__Exercise instructions__
Copy word for word the records from the line containing "Would you kindly locate the jacket collar" through the end of the records, leaving out the pictures.

__Material to process__
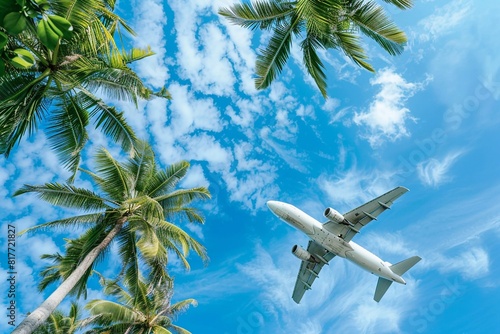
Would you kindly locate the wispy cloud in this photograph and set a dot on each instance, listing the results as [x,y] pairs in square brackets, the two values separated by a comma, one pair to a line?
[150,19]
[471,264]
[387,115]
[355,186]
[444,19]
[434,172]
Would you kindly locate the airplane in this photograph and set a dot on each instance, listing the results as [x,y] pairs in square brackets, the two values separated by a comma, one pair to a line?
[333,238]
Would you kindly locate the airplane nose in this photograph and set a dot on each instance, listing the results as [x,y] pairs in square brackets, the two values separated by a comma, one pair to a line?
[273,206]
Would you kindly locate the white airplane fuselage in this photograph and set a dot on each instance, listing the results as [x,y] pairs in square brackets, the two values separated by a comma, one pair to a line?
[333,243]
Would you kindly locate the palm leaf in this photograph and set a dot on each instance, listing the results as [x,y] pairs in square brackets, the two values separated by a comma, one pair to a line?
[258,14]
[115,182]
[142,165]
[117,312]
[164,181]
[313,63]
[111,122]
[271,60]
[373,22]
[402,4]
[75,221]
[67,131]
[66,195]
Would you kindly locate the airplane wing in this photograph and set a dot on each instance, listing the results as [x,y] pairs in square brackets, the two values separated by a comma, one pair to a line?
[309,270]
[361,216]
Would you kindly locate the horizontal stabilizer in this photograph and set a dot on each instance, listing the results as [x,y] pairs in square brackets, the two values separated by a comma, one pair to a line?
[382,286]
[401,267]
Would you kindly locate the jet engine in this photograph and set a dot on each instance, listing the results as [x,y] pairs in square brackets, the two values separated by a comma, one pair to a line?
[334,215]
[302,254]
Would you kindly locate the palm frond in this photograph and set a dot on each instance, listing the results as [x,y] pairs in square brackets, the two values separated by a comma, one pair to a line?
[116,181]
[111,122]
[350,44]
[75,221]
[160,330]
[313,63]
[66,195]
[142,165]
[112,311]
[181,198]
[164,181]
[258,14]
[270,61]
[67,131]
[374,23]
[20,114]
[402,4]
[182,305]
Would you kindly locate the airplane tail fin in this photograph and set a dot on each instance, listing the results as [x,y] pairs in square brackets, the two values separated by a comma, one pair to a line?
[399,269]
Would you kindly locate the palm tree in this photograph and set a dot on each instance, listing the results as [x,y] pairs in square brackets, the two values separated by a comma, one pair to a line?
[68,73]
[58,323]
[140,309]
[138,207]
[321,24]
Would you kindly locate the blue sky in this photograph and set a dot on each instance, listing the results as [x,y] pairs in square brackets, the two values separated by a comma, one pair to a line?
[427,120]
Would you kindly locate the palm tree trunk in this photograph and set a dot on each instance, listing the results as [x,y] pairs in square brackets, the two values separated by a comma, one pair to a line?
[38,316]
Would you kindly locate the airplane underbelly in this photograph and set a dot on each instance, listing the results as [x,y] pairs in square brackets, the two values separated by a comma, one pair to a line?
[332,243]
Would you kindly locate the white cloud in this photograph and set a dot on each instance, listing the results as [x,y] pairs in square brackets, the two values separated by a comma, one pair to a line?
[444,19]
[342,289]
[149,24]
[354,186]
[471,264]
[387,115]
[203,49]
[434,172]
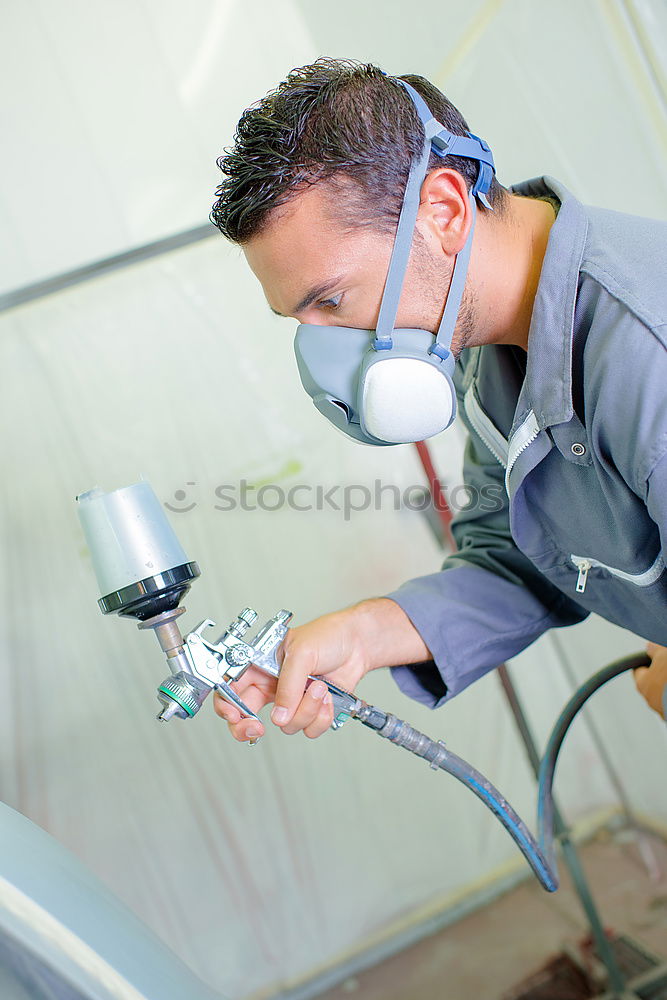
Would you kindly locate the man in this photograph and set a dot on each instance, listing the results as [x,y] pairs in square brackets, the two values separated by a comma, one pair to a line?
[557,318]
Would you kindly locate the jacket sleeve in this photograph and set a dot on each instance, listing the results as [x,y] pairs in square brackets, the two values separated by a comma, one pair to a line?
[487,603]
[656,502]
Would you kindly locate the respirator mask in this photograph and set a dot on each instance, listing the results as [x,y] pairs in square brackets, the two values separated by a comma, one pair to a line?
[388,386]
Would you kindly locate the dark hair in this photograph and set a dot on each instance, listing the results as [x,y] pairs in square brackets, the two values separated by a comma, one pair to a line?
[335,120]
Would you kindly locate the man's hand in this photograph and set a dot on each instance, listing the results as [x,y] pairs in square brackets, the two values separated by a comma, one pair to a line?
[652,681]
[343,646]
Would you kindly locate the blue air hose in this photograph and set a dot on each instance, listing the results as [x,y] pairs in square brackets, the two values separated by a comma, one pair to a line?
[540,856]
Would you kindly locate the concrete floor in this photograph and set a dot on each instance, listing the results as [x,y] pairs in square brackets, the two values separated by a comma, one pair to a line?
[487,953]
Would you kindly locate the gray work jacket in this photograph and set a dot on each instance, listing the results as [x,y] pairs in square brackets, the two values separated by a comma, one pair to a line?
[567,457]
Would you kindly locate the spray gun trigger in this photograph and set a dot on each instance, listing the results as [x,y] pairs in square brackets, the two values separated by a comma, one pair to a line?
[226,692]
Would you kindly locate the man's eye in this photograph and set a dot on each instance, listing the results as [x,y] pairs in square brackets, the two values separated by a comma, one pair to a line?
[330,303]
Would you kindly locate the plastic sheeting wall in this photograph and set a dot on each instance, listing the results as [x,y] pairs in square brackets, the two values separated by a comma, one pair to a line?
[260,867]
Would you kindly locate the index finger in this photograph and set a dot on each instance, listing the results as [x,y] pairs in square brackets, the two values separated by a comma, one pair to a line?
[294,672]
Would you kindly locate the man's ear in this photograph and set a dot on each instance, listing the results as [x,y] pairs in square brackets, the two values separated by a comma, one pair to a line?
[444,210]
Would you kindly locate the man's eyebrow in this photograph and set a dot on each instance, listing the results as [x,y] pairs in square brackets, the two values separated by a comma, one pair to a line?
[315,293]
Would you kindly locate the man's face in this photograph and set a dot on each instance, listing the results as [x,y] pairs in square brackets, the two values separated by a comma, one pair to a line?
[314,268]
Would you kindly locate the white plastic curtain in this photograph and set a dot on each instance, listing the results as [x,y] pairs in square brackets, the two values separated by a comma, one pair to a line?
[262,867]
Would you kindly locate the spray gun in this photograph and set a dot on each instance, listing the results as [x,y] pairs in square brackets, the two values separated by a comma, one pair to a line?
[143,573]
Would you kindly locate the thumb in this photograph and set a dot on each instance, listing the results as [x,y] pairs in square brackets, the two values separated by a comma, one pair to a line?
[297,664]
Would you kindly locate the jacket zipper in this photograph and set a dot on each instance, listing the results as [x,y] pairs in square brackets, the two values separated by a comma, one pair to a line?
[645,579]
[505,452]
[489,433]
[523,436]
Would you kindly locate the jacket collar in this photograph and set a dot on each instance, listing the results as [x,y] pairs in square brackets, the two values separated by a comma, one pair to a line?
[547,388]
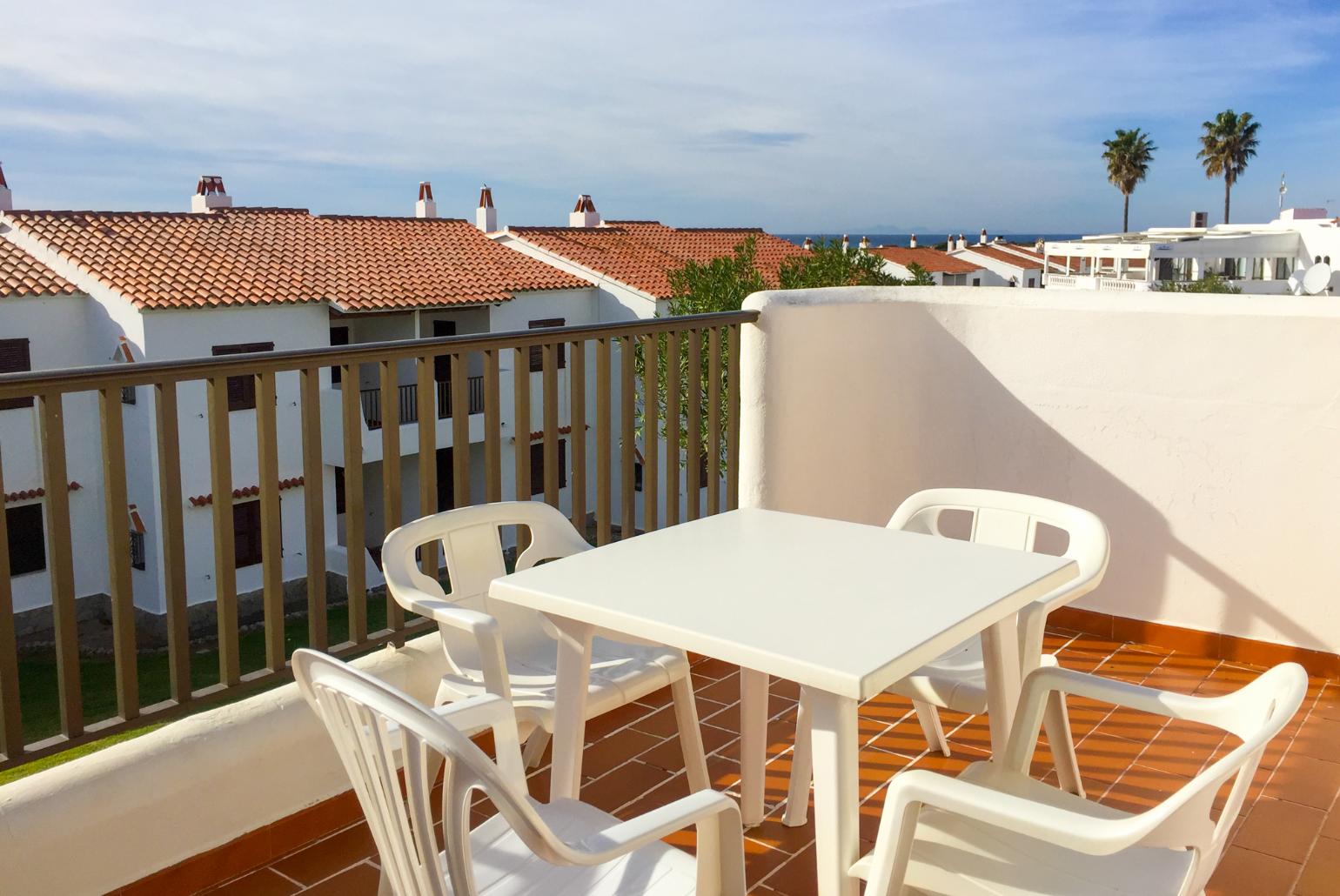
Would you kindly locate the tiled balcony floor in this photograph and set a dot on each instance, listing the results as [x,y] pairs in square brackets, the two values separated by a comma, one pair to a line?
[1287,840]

__Written answer__
Would you kindly locate the jacket collar in this photograph and set a dot on each instance, listing the results as [x,y] pairs in square brackets, the two values separated by a comma, one pair to a line?
[547,388]
Would you kindly locate the tiled balcony floor in this photograph and set a dot on each instance, listing the results as [x,y] pairs in square brackets, the two values separated by a comma, one pair to a line?
[1287,840]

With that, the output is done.